┌────────
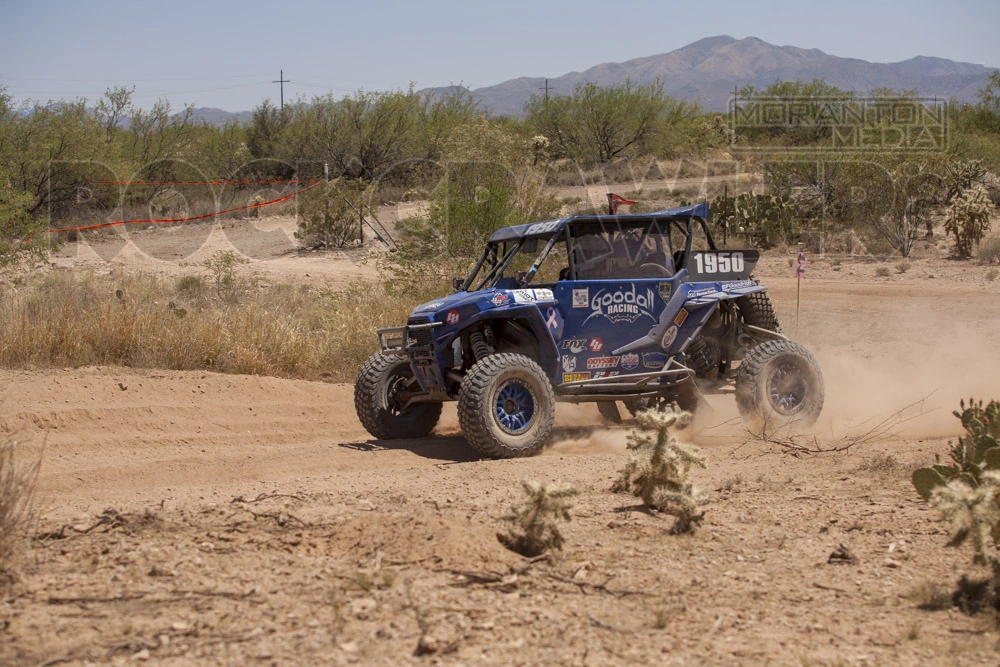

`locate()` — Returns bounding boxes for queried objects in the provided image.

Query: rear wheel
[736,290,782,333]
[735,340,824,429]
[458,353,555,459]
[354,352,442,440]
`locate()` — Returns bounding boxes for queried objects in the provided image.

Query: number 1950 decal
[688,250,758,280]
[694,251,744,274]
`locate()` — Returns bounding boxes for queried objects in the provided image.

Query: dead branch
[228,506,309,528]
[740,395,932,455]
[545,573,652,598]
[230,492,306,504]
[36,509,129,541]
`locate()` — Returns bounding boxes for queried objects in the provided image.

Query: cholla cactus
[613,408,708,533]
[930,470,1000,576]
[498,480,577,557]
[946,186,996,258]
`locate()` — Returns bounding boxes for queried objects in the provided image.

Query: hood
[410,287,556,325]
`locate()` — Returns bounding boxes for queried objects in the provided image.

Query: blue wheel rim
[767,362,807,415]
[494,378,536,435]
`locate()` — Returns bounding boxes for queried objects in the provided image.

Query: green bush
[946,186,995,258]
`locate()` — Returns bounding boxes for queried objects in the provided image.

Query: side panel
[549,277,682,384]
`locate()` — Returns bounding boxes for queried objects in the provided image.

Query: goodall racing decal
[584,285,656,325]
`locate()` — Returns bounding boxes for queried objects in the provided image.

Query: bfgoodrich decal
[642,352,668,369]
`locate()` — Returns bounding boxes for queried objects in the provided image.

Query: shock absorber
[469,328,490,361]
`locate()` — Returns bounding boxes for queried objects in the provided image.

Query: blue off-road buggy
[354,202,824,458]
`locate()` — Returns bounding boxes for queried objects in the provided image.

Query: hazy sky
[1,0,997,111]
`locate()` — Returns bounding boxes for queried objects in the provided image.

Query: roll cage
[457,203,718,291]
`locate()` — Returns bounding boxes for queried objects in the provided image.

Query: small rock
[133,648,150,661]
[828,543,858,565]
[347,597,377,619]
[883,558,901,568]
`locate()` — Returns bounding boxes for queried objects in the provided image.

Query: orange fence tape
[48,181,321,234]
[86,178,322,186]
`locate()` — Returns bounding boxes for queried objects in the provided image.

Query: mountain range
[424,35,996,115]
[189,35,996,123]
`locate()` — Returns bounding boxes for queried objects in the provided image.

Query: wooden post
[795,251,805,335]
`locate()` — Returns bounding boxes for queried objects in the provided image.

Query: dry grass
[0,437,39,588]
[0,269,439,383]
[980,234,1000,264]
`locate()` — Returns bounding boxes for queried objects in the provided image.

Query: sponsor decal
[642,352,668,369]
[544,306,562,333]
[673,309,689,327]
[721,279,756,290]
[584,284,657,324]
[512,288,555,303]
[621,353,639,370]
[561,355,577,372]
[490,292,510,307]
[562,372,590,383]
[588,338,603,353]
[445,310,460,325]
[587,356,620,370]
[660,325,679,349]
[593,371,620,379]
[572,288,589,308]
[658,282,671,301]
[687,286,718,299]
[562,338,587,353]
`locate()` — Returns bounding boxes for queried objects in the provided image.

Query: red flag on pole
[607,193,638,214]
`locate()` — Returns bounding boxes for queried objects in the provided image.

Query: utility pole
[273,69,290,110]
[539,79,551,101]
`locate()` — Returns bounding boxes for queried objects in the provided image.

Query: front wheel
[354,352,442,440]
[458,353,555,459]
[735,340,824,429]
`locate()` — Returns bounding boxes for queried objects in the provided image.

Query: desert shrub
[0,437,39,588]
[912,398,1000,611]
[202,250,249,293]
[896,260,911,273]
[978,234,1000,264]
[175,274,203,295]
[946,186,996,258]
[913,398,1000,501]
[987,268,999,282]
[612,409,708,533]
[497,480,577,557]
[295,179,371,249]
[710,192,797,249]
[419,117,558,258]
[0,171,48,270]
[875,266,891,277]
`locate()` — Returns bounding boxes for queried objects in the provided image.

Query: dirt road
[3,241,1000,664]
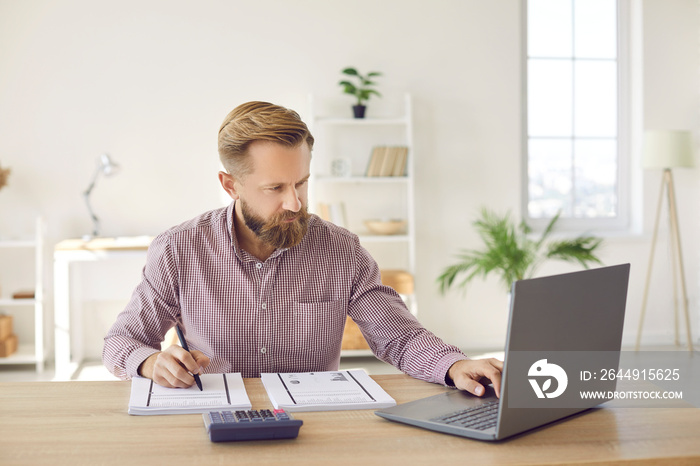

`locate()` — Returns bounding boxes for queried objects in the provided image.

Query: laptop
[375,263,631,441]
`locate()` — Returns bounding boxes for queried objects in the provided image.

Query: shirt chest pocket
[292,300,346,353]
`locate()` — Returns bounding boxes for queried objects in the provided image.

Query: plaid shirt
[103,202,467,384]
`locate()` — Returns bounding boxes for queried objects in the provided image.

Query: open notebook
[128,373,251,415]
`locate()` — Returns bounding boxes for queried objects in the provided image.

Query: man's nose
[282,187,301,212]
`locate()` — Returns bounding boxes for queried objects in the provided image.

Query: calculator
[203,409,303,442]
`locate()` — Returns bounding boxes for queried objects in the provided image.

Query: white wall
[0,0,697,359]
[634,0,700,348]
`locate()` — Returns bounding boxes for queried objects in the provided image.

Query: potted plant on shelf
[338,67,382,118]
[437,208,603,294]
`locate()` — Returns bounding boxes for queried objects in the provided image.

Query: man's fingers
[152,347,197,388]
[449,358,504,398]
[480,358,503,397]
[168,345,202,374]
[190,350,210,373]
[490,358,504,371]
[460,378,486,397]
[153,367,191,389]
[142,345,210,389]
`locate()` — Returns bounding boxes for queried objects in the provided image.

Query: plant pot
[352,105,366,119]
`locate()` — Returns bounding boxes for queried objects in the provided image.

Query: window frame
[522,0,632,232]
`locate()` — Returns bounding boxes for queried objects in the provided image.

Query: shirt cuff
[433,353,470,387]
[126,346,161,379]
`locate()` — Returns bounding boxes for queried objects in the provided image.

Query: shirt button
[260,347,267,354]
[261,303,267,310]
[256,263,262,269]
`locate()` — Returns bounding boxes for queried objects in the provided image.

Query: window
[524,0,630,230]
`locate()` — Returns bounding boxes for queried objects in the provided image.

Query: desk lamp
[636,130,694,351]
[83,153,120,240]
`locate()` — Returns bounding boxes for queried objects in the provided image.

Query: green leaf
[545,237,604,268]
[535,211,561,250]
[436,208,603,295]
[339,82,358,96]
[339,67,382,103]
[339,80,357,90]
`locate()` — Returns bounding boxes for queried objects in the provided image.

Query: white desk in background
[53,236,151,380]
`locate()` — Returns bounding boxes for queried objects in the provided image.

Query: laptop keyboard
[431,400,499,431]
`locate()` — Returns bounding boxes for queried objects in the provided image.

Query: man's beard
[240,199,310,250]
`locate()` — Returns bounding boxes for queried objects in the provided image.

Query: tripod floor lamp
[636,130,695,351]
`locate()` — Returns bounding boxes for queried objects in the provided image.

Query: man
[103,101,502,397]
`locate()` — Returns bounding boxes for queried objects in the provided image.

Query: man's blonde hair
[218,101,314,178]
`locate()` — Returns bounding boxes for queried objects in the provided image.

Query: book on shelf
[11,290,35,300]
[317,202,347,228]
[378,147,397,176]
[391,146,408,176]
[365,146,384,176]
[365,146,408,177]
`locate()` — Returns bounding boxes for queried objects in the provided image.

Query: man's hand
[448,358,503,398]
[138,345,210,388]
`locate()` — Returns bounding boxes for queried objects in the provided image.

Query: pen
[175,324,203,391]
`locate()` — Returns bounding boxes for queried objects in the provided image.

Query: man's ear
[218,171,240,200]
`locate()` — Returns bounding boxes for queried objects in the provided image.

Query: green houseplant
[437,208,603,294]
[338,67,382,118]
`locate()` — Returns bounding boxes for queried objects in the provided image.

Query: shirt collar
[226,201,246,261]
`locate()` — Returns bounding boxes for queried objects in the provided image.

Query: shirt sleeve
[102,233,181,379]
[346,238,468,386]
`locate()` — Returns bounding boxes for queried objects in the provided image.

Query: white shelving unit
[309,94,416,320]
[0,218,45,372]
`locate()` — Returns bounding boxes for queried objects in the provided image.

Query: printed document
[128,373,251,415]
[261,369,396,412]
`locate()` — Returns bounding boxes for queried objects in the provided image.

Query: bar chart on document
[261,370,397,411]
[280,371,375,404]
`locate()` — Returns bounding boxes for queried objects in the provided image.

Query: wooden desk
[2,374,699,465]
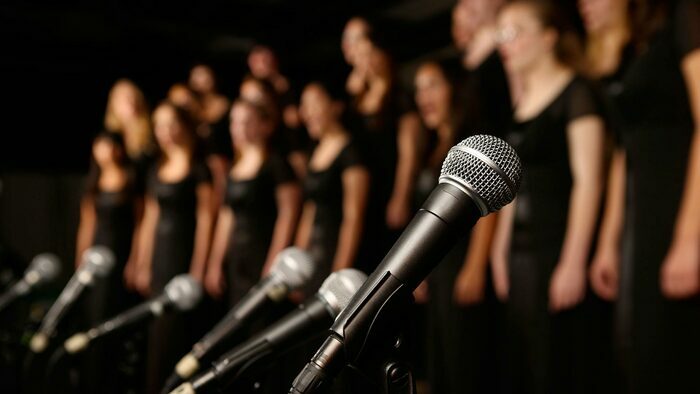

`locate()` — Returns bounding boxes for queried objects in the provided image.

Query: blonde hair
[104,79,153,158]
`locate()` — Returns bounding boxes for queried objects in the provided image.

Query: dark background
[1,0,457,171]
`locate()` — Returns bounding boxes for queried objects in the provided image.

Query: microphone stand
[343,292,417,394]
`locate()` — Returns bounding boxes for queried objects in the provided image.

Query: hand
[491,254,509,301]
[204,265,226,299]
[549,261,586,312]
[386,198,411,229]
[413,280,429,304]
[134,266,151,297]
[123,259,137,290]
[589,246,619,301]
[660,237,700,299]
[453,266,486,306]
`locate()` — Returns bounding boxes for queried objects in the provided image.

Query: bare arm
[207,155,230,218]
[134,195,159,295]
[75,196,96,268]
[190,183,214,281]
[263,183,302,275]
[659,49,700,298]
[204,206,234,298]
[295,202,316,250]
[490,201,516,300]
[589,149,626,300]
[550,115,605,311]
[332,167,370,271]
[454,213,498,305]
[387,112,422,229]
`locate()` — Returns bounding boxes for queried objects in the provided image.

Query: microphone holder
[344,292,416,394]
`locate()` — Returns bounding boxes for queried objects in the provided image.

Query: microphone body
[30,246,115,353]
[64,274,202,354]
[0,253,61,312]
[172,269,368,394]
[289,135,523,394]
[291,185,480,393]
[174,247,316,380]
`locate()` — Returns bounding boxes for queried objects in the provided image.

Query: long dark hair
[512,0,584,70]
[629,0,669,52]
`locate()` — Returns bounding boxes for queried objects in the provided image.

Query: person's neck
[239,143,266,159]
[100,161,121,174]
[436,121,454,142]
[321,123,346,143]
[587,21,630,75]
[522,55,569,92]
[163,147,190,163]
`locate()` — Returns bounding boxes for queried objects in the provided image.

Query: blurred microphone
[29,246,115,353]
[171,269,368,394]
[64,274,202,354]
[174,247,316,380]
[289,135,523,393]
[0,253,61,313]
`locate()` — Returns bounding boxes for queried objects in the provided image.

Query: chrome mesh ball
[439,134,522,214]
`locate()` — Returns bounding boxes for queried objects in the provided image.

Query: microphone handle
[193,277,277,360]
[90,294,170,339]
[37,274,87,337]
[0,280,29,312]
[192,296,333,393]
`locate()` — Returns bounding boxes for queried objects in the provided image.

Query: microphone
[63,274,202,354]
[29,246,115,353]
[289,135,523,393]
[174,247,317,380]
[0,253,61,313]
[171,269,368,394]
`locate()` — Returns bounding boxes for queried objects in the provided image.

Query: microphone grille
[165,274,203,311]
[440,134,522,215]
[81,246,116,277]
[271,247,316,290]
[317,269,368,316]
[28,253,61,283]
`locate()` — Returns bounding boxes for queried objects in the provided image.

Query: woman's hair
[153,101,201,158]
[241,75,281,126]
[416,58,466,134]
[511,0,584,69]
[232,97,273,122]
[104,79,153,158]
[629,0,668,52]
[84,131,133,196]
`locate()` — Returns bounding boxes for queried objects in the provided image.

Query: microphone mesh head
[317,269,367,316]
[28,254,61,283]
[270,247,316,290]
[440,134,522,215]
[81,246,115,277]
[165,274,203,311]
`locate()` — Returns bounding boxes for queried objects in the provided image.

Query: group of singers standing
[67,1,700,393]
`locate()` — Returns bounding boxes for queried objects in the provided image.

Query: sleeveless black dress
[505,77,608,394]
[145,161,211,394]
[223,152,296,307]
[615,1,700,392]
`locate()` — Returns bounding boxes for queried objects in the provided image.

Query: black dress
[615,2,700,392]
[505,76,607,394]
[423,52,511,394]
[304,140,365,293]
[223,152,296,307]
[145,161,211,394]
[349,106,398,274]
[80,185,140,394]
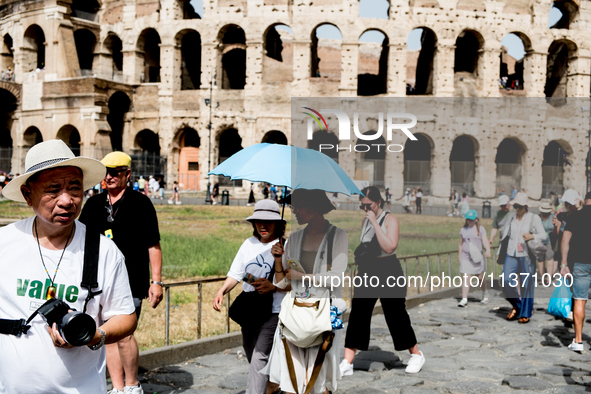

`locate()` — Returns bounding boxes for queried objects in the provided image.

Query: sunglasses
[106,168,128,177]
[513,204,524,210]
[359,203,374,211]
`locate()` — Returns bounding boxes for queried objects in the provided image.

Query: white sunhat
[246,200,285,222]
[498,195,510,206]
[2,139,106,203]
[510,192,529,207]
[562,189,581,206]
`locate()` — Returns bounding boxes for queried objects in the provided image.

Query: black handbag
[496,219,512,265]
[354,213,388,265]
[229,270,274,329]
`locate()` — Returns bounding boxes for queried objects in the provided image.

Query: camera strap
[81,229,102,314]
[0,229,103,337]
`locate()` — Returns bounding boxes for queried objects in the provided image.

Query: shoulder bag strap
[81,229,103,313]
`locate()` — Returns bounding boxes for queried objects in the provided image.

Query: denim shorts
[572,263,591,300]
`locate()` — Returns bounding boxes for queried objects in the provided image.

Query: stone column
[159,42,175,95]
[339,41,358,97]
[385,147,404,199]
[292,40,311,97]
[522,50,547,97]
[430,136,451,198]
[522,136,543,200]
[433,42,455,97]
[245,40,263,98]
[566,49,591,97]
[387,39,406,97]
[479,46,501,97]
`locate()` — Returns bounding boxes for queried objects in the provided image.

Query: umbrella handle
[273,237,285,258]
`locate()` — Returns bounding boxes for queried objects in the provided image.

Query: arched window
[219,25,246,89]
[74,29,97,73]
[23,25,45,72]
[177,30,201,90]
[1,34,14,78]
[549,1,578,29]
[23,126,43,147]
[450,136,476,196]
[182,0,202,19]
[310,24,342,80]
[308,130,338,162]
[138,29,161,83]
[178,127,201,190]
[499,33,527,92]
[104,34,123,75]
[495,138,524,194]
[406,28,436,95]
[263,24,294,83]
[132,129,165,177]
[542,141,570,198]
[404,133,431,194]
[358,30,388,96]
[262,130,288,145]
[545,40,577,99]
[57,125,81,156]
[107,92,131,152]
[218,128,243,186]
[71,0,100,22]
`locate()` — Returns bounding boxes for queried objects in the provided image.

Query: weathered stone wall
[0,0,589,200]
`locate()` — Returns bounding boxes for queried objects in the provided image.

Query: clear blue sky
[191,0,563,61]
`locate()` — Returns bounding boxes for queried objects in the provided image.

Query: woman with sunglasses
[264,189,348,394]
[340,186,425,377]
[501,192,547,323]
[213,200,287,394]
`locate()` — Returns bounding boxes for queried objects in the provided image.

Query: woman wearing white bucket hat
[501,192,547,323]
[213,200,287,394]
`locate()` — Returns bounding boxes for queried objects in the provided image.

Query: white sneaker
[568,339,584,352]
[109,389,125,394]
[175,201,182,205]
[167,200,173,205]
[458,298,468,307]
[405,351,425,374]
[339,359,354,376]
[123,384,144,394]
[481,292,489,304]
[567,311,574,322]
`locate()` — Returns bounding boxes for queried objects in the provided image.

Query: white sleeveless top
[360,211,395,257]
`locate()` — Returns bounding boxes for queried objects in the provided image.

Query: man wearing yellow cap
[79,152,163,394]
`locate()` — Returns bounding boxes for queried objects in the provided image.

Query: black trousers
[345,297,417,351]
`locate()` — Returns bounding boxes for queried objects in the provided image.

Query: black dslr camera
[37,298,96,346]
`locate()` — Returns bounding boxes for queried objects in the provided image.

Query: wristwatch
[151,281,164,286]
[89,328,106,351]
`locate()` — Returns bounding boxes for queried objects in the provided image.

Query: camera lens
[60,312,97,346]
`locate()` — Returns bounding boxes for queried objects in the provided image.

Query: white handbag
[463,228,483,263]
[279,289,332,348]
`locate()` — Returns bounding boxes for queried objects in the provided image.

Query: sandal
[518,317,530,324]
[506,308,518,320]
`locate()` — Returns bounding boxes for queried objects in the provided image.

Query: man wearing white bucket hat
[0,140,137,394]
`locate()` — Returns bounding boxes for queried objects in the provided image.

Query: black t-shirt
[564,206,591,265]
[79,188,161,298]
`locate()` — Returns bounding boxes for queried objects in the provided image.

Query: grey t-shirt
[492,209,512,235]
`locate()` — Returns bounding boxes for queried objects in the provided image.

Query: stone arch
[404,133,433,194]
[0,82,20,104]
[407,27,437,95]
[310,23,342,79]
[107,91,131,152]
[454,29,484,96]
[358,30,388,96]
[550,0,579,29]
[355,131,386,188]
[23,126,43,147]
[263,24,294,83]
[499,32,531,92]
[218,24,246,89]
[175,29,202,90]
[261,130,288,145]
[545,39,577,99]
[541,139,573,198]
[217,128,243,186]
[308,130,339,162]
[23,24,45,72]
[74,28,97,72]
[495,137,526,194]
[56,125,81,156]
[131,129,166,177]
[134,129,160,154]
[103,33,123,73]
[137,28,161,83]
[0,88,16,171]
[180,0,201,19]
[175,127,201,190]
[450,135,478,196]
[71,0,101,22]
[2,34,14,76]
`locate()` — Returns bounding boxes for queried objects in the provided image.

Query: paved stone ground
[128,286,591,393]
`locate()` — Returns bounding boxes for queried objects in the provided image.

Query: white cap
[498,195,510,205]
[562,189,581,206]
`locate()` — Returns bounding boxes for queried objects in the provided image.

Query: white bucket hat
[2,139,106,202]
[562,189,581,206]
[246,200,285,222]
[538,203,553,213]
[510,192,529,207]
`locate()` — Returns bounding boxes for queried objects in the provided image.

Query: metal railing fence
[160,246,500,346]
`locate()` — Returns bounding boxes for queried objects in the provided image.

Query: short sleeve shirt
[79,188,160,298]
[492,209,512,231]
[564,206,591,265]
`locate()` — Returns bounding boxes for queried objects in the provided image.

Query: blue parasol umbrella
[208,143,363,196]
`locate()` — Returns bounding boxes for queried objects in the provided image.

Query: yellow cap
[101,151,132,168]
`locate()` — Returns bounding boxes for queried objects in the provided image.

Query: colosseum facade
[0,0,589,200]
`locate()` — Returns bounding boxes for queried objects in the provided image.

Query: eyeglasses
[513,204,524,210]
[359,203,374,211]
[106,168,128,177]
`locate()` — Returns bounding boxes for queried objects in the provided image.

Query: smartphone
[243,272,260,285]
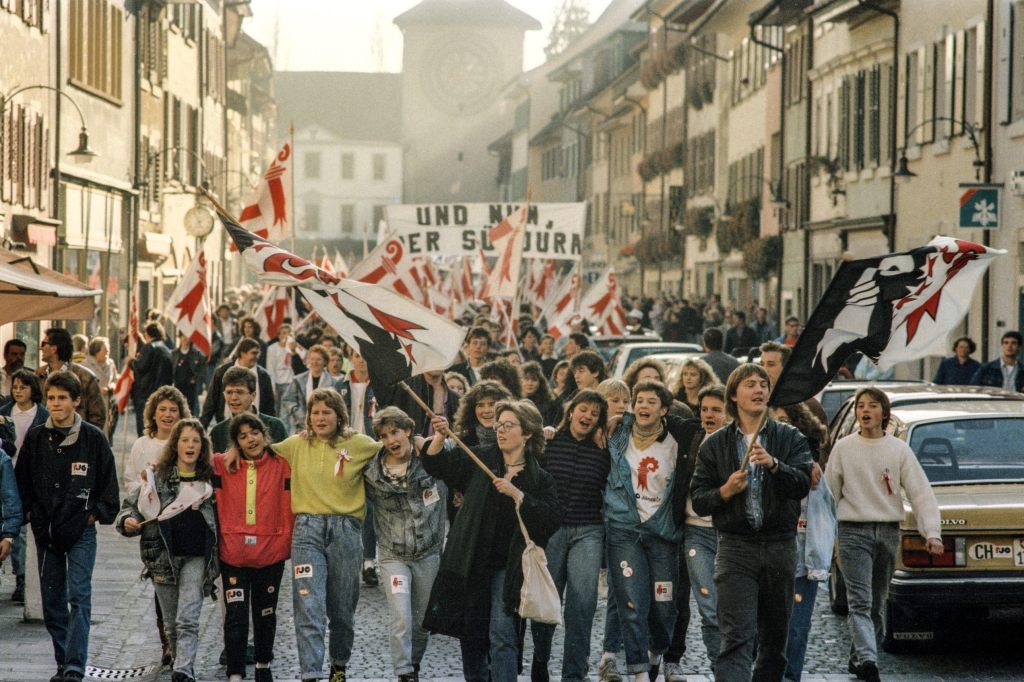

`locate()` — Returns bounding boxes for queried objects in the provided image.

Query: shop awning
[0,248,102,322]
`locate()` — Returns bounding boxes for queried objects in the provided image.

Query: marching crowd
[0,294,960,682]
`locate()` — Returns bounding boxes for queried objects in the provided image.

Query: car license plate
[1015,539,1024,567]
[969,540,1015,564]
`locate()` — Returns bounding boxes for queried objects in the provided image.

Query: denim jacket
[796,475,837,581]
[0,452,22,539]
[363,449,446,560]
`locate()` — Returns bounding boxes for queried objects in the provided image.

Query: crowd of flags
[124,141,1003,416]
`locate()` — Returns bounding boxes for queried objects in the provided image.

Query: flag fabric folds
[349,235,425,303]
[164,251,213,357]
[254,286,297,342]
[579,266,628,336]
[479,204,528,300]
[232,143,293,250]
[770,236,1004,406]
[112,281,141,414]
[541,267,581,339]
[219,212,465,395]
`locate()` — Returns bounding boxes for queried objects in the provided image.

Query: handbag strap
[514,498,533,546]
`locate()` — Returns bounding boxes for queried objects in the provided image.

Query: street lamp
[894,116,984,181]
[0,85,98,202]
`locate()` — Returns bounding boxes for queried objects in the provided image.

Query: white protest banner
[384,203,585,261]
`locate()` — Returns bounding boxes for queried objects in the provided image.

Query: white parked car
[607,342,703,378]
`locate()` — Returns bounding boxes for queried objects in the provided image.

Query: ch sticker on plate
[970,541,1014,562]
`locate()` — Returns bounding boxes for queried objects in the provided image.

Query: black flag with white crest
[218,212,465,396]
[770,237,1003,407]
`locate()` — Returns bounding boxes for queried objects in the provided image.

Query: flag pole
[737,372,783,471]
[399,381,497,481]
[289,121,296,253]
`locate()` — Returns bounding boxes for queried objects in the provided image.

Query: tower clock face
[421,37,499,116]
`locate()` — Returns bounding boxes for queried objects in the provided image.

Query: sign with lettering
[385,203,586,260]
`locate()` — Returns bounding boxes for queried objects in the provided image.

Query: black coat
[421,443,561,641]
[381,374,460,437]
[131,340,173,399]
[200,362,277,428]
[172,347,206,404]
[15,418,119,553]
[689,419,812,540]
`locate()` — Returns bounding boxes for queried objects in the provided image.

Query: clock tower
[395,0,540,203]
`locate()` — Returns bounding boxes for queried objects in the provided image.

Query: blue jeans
└────────
### [WHAT TO DO]
Could you write out, unchanged, the line with "Query: white parked car" and every line after it in the data above?

### [ANSWER BOX]
Query: white parked car
[607,342,703,378]
`locate()` — Returns bounding boxes for queried objects in the provided image.

Query: ch sticker on plate
[970,541,1014,562]
`locate()` — Returns bounding boxes for queried objects in the provided image.

Query: black flag with white crest
[218,212,465,396]
[770,237,1003,407]
`locate()` — Returns bounding boxes for queried objects in the provided image.

Query: flag pole
[737,372,783,471]
[399,381,497,481]
[289,121,296,253]
`locate()` — Returns bounding boxes for queried objects in the provided image.

Query: tower clock face
[421,37,499,116]
`locate()` — Returns bounding boxes for queried objects in the provided image.

Query: sign with lettering
[385,203,586,260]
`locate()` — Returns bounding boxes for queried objects in the provided image.

Query: black coat
[421,443,561,641]
[381,374,460,437]
[131,340,173,399]
[200,362,277,428]
[172,347,206,404]
[15,418,119,553]
[689,419,812,540]
`locate()` — Returns bounding boxes for queried objects in the provided image.

Query: clock tower
[395,0,540,203]
`locate()` — Returns bounding boxes for queried objects in the provided image.

Query: blue jeans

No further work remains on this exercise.